>> START Input records

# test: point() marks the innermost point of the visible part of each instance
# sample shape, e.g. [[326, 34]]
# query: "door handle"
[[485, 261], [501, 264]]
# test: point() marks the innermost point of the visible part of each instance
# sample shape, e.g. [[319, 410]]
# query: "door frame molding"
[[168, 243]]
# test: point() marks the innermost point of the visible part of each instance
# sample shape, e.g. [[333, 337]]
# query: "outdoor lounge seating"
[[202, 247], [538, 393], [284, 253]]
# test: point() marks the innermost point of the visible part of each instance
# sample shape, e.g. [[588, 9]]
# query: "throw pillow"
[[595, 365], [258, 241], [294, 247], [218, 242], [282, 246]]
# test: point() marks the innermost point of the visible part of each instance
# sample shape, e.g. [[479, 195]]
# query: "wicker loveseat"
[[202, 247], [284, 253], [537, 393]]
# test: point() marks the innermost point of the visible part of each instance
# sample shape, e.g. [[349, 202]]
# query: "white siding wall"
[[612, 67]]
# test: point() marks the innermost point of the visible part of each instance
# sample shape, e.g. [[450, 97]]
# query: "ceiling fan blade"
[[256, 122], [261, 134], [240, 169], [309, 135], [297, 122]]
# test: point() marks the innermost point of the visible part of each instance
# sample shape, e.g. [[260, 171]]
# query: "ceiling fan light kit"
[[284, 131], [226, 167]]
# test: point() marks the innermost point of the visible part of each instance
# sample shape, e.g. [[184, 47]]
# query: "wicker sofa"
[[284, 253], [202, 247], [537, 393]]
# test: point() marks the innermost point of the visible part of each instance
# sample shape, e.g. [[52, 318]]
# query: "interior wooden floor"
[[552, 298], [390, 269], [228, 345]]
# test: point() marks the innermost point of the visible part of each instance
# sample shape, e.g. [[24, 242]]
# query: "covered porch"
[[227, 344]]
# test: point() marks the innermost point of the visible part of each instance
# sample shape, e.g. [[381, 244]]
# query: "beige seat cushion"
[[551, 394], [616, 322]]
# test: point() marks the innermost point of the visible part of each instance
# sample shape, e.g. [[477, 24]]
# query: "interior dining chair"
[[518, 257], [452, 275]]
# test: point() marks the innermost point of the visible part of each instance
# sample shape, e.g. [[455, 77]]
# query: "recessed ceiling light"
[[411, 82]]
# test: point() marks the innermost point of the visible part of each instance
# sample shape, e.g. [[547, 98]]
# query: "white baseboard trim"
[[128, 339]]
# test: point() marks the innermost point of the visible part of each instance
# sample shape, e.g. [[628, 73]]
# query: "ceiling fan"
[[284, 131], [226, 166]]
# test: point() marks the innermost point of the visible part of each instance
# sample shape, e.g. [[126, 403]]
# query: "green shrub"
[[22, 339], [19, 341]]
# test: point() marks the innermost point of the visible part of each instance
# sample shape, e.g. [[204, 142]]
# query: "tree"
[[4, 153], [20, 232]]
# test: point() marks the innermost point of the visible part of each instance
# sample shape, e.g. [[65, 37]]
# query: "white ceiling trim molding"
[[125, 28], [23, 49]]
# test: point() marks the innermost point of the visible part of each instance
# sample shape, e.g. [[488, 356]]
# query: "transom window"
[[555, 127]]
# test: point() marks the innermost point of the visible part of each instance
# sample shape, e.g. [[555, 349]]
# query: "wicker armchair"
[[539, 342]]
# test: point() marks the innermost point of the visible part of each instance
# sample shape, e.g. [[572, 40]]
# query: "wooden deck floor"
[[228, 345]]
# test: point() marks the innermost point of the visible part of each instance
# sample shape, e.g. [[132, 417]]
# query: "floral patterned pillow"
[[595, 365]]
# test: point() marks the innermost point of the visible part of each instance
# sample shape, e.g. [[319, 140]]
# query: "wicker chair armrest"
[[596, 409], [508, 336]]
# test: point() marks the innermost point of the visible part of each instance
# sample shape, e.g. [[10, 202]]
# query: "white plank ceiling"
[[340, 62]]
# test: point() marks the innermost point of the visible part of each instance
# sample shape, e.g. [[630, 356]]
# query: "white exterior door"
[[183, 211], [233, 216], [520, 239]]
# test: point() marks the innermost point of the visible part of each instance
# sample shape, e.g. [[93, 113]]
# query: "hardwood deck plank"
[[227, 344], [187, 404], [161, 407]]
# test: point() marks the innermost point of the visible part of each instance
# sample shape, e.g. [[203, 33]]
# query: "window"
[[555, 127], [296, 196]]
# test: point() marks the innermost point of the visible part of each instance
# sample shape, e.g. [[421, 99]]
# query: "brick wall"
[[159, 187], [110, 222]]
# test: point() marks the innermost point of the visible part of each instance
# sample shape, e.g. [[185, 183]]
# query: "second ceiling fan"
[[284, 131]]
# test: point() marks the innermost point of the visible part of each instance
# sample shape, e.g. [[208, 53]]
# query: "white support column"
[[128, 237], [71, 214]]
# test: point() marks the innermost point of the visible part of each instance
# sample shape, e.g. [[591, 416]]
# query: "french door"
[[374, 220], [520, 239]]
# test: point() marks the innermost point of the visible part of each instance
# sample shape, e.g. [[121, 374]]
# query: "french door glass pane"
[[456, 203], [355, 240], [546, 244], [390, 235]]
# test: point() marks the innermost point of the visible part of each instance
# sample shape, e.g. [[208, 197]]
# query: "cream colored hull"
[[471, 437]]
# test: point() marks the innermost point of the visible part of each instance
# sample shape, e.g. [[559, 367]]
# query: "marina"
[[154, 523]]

>> END Input records

● **Written request**
Rewrite all of the items above, replacing every occurrence of "innermost" with "central" and changing nothing else.

● **Final result**
# test: point() marks the central point of the visible part of each instance
# sample shape, e.g. [[326, 34]]
# query: "door handle"
[[485, 261], [501, 264]]
# test: point() marks the central point of the visible part of each instance
# sample shape, e.g. [[319, 410]]
# query: "door frame molding"
[[168, 243]]
# test: point() marks the central point of the visible part of each instance
# sample shape, e.g. [[333, 337]]
# query: "outdoor lounge seating"
[[202, 247], [538, 393], [284, 253]]
# test: point() marks the central point of the visible part of each instance
# sample shape, e.g. [[588, 9]]
# query: "throw pillow"
[[595, 365], [258, 241], [294, 247], [218, 242], [282, 246]]
# test: point() marks the central point of the visible part of each instance
# sample shape, e.g. [[479, 195]]
# query: "wicker loveseat"
[[202, 247], [284, 253], [537, 393]]
# test: point() marks the central point of the visible part of each instance
# sample shape, e.g. [[349, 202]]
# query: "white siding wall"
[[612, 67]]
# test: point() marks the central point of the visible part of each instance
# sample shape, e.g. [[450, 97]]
# query: "ceiling fan blade"
[[256, 122], [261, 134], [240, 169], [309, 135], [297, 122]]
# test: point() marks the central point of the visible part of each instance
# sample shape, e.g. [[260, 171]]
# query: "ceiling fan light kit"
[[284, 131], [226, 167]]
# test: point() marks the central point of the visible part of each instance
# sample shape, e.g. [[184, 47]]
# query: "wicker sofa"
[[284, 253], [202, 247], [537, 393]]
# test: point() marks the central point of the visible part of each instance
# sample shape, e.g. [[52, 318]]
# query: "interior wooden floor"
[[552, 298], [390, 269], [228, 345]]
# test: point() marks the central point of the visible part of each instance
# sample shape, e.g. [[24, 242]]
# query: "covered porch"
[[227, 344]]
# test: point() marks the central point of the visible part of each instance
# sample shape, e.g. [[381, 244]]
# query: "beige seat cushion"
[[551, 394], [616, 322]]
# test: point() marks the central point of the visible part of each instance
# sample shape, e.g. [[477, 24]]
# query: "interior dining chair"
[[518, 257], [452, 275]]
# test: point() marks the central point of the visible part of each instance
# sample shape, e.g. [[455, 77]]
# query: "recessed ceiling light"
[[411, 82]]
# test: point() marks the central point of the visible part of each instance
# sample shape, e.g. [[547, 98]]
# query: "white baseboard trim"
[[128, 339]]
# test: point() marks the central point of the visible part of each instance
# sample shape, e.g. [[628, 73]]
# query: "ceiling fan"
[[284, 131], [226, 166]]
# test: point() marks the central point of the visible part of each instance
# sample shape, e.g. [[126, 403]]
# query: "green shrub"
[[22, 339], [19, 341]]
# test: point() marks the central point of the visible part of each instance
# sample shape, e.g. [[204, 142]]
# query: "tree"
[[4, 153], [20, 232]]
# test: point() marks the central point of the visible part of each instance
# sample shape, e.g. [[65, 37]]
# query: "white ceiling trim molding"
[[125, 28], [23, 49]]
# test: point() marks the central point of the visible part of each instance
# sample shape, e.g. [[488, 356]]
# query: "transom window"
[[555, 127]]
# test: point() marks the central point of the visible part of each instance
# sample shape, e.g. [[555, 349]]
# query: "wicker armchair"
[[539, 342]]
# test: point() marks the central point of the visible part of each instance
# sample shape, e.g. [[572, 40]]
# query: "wooden deck floor"
[[228, 345]]
# test: point() marks the central point of the visible part of each instance
# sample shape, e.g. [[132, 417]]
# query: "floral patterned pillow"
[[595, 365]]
# test: point() marks the central point of the visible part of each instance
# sample shape, e.g. [[319, 140]]
# query: "wicker chair armrest"
[[596, 409], [508, 336]]
# test: point() marks the central point of the visible part of each instance
# sample shape, e.g. [[10, 202]]
# query: "white plank ceiling"
[[340, 62]]
# test: point() marks the central point of the visible part of each instance
# sample shape, e.g. [[630, 356]]
# query: "white exterior door"
[[183, 211], [233, 216], [520, 239]]
# test: point() marks the central point of the visible part of each instance
# sample shape, e.g. [[93, 113]]
# query: "hardwood deck plank"
[[227, 344], [187, 404], [161, 407]]
# test: point() marks the central point of the visible part of each instance
# sample shape, e.g. [[203, 33]]
# query: "window"
[[555, 127], [296, 196]]
# test: point() marks the central point of the visible part of each instance
# sample shape, e.g. [[421, 99]]
# query: "brick wall"
[[159, 187], [110, 222]]
# test: point() marks the central point of the visible part of each instance
# sample shape, e.g. [[185, 183]]
# query: "second ceiling fan"
[[284, 131]]
# test: point() marks the central point of the visible part of each instance
# sample shape, e.g. [[208, 53]]
# query: "white support column"
[[128, 237], [71, 214]]
# test: point() marks the central point of the visible part of each instance
# sample shape, e.g. [[591, 416]]
# query: "french door"
[[374, 220], [520, 239]]
# test: point() marks the central point of the visible part of each instance
# sample shape, e.g. [[121, 374]]
# query: "french door glass pane"
[[456, 203], [355, 240], [546, 244], [390, 235]]
# test: point() marks the central point of the visible part of each instance
# sample shape, e.g. [[208, 197]]
# query: "cream colored hull"
[[471, 437]]
# test: point() marks the central point of the visible part of each instance
# sample shape, e.g. [[559, 367]]
# query: "marina"
[[154, 523]]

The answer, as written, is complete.